Stored items
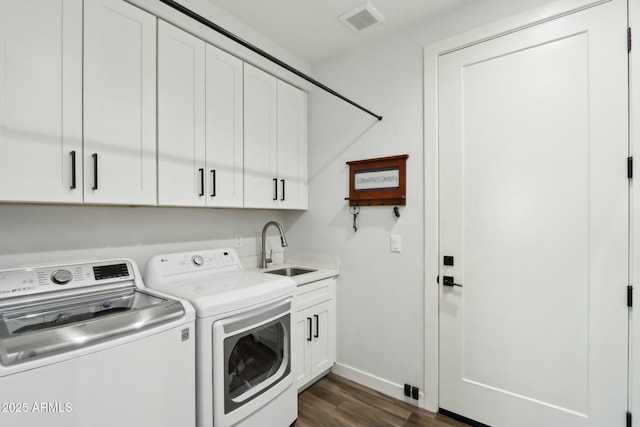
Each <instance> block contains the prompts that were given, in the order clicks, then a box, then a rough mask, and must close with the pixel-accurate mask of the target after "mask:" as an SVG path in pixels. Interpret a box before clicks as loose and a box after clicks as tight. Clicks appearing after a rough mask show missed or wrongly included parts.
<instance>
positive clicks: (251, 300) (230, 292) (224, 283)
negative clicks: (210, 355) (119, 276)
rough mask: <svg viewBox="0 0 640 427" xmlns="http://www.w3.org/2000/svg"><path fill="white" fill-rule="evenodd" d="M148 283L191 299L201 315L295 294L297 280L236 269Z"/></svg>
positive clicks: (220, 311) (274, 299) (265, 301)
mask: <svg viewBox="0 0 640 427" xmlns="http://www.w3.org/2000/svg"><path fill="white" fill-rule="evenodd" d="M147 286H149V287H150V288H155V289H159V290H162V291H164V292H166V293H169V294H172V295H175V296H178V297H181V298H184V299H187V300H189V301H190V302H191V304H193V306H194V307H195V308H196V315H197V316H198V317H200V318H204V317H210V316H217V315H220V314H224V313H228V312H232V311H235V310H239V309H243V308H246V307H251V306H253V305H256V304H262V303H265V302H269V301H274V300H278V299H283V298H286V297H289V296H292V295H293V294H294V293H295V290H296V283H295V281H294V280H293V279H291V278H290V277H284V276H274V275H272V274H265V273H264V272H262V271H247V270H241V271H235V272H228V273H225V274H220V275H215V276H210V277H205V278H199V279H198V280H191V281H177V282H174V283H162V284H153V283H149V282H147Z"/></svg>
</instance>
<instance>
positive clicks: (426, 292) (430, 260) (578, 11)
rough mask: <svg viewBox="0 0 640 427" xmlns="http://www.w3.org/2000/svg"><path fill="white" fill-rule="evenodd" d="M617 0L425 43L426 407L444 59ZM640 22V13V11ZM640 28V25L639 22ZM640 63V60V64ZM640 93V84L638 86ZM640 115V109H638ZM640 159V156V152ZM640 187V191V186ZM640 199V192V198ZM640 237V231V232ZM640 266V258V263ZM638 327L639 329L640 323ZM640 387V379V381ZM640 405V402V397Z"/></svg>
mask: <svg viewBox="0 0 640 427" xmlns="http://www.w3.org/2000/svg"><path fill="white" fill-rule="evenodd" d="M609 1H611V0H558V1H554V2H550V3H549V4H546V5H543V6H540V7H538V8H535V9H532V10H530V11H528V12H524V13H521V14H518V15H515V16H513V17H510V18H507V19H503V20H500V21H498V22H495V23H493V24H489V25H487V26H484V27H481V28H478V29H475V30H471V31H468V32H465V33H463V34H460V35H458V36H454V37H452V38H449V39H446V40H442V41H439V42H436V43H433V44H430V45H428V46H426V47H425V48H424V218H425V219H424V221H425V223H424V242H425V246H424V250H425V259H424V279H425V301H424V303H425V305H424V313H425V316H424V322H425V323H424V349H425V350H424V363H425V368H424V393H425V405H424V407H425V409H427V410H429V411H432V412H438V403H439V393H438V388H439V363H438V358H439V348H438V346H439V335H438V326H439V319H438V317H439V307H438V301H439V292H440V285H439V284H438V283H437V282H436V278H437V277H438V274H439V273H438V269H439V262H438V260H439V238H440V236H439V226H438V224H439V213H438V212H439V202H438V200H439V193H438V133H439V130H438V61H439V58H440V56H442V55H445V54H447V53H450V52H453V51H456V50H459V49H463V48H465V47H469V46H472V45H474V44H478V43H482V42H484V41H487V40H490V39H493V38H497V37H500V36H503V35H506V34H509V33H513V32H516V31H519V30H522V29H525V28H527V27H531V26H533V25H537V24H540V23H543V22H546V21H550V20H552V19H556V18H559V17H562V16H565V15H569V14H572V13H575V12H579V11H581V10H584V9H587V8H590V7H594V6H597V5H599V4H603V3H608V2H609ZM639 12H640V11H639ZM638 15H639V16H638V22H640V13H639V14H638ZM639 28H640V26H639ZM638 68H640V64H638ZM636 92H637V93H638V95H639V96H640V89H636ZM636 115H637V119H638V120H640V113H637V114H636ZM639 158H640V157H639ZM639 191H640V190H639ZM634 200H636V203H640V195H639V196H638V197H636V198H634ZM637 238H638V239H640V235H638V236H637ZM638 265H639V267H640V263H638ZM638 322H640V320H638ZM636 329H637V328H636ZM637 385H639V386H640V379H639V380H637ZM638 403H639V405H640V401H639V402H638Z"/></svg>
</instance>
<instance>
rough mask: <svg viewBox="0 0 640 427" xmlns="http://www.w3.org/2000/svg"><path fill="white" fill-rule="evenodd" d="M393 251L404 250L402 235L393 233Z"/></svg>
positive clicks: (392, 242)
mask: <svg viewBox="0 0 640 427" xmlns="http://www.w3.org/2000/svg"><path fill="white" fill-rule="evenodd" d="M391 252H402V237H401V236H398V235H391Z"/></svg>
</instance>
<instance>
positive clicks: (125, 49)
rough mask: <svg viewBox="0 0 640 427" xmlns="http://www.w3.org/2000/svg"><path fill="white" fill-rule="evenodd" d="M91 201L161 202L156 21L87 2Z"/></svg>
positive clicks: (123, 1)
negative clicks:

# What to work on
Please give the data above again in exact form and omit every picture.

# Solution
Each <instance> block contains the prompts that were given, in the order clicks, then a box, then a rough mask, and must close with the pixel-accurate mask of the target after "mask:" as an SVG path in pixels. Interpret a box before clicks as loose and a box after clicks as tight. Clicks appearing after a rough mask show missed or wrongly included parts.
<instance>
positive clicks: (251, 300) (230, 292) (224, 283)
negative clicks: (210, 355) (119, 276)
rough mask: <svg viewBox="0 0 640 427" xmlns="http://www.w3.org/2000/svg"><path fill="white" fill-rule="evenodd" d="M148 283L191 299L201 315L295 294L297 280L236 269Z"/></svg>
positive clicks: (220, 311) (274, 299) (265, 301)
mask: <svg viewBox="0 0 640 427" xmlns="http://www.w3.org/2000/svg"><path fill="white" fill-rule="evenodd" d="M147 286H149V287H150V288H155V289H159V290H162V291H164V292H166V293H169V294H172V295H175V296H178V297H181V298H184V299H187V300H189V301H190V302H191V304H193V306H194V307H195V308H196V315H197V316H198V317H200V318H204V317H210V316H217V315H220V314H224V313H228V312H232V311H235V310H239V309H243V308H246V307H251V306H253V305H256V304H262V303H265V302H269V301H274V300H278V299H283V298H286V297H289V296H292V295H293V294H294V293H295V290H296V283H295V281H294V280H293V279H291V278H290V277H284V276H274V275H272V274H265V273H264V272H262V271H247V270H241V271H235V272H228V273H225V274H220V275H215V276H210V277H205V278H199V279H198V280H191V281H177V282H174V283H162V284H153V283H149V282H147Z"/></svg>
</instance>
<instance>
positive clicks: (426, 292) (430, 260) (578, 11)
rough mask: <svg viewBox="0 0 640 427" xmlns="http://www.w3.org/2000/svg"><path fill="white" fill-rule="evenodd" d="M617 0L425 43L426 407L444 59ZM640 22V13V11ZM640 28V25L639 22ZM640 63V60V64ZM640 93V84L638 86ZM640 115V109H638ZM640 159V156V152ZM640 187V191V186ZM640 199V192V198ZM640 237V231V232ZM640 266V258V263ZM638 327L639 329L640 323ZM640 387V379V381ZM640 405V402V397Z"/></svg>
mask: <svg viewBox="0 0 640 427" xmlns="http://www.w3.org/2000/svg"><path fill="white" fill-rule="evenodd" d="M609 1H611V0H558V1H554V2H550V3H549V4H546V5H543V6H540V7H538V8H535V9H532V10H530V11H528V12H524V13H521V14H518V15H515V16H513V17H510V18H507V19H503V20H500V21H498V22H495V23H493V24H489V25H487V26H484V27H481V28H478V29H475V30H471V31H468V32H465V33H463V34H460V35H458V36H454V37H452V38H449V39H446V40H442V41H439V42H436V43H433V44H430V45H428V46H426V47H425V48H424V218H425V219H424V221H425V223H424V242H425V246H424V250H425V259H424V279H425V301H424V303H425V305H424V313H425V316H424V322H425V323H424V349H425V350H424V363H425V368H424V393H425V405H424V407H425V409H427V410H429V411H432V412H438V403H439V393H438V388H439V363H438V358H439V348H438V346H439V335H438V326H439V319H438V317H439V307H438V301H439V292H440V285H439V284H438V283H437V282H436V278H437V277H438V274H439V273H438V269H439V262H438V260H439V238H440V236H439V226H438V224H439V213H438V212H439V202H438V200H439V193H438V133H439V130H438V61H439V58H440V56H442V55H445V54H447V53H450V52H453V51H456V50H459V49H463V48H465V47H469V46H472V45H474V44H478V43H482V42H484V41H487V40H490V39H493V38H497V37H500V36H503V35H506V34H509V33H513V32H516V31H519V30H522V29H525V28H527V27H531V26H533V25H537V24H540V23H543V22H546V21H550V20H552V19H556V18H559V17H562V16H565V15H569V14H572V13H575V12H579V11H581V10H584V9H587V8H590V7H594V6H597V5H599V4H603V3H608V2H609ZM639 12H640V11H639ZM638 15H639V16H638V22H640V13H639V14H638ZM639 28H640V26H639ZM638 68H640V64H638ZM636 92H637V93H638V95H639V96H640V89H636ZM636 115H637V119H638V120H640V113H637V114H636ZM639 158H640V157H639ZM639 191H640V190H639ZM634 200H636V203H640V195H639V196H638V197H636V198H634ZM637 238H638V239H640V235H638V236H637ZM638 265H639V267H640V263H638ZM638 322H640V320H638ZM636 329H637V328H636ZM637 385H639V386H640V379H639V380H637ZM638 403H639V405H640V401H639V402H638Z"/></svg>
</instance>
<instance>
rough mask: <svg viewBox="0 0 640 427" xmlns="http://www.w3.org/2000/svg"><path fill="white" fill-rule="evenodd" d="M393 251L404 250L402 235L393 233Z"/></svg>
positive clicks: (392, 242)
mask: <svg viewBox="0 0 640 427" xmlns="http://www.w3.org/2000/svg"><path fill="white" fill-rule="evenodd" d="M391 252H402V237H401V236H398V235H391Z"/></svg>
</instance>
<instance>
positive clicks: (125, 49)
rough mask: <svg viewBox="0 0 640 427" xmlns="http://www.w3.org/2000/svg"><path fill="white" fill-rule="evenodd" d="M91 201L161 202L156 21L87 2Z"/></svg>
positive clicks: (123, 1)
negative clicks:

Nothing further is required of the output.